READING PASSAGE:
I kind of agree with all of you guys. The police are up against well armed nut jobs, and the government is often to heavy handed. As for Ruby Ridge in Montana, how does a trained FBI sniper(at 100 yards) shoot a lady through the head perfectly when he says his target was the husband 100 feet away? They didn't like his wifes anti government mouth, I would say she was the target, and they shut her up forever. The husband won three million when he sued the government for wrongful death. They were in the wrong. Then there are the Freemen in Montana, and the Posse Comitatus here in North Dakota. We have them here in Stutsman county. They have extreme views on property rights. Remember Gordon Khal? He didn't want government telling him what to do on his farm, but he burned up the road going to cash his government checks.

The solution is let the law enforcement be prepared for the bad guys, but keep yourself well armed also. The second amendment is not about chasing Bambi around the woods.

Named object pointing entries:
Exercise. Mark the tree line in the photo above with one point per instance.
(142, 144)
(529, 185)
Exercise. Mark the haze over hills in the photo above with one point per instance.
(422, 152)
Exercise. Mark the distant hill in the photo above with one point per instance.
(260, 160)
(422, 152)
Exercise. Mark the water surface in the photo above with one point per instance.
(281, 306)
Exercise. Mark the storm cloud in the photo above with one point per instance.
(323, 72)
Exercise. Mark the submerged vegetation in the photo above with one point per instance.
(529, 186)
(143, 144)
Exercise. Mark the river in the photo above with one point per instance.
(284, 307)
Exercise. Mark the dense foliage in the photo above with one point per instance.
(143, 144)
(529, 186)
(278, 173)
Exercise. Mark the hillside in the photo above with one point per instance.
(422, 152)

SHORT EXERCISE 1:
List every place name in the forum post, giving each one only once.
SHORT EXERCISE 2:
Echo everything in the forum post from "The solution is" down to "around the woods.".
SHORT EXERCISE 3:
In the forum post, how much did the husband win when he sued the government for wrongful death?

SOLUTION 1:
Ruby Ridge
Montana
North Dakota
Stutsman county

SOLUTION 2:
The solution is let the law enforcement be prepared for the bad guys, but keep yourself well armed also. The second amendment is not about chasing Bambi around the woods.

SOLUTION 3:
Three million.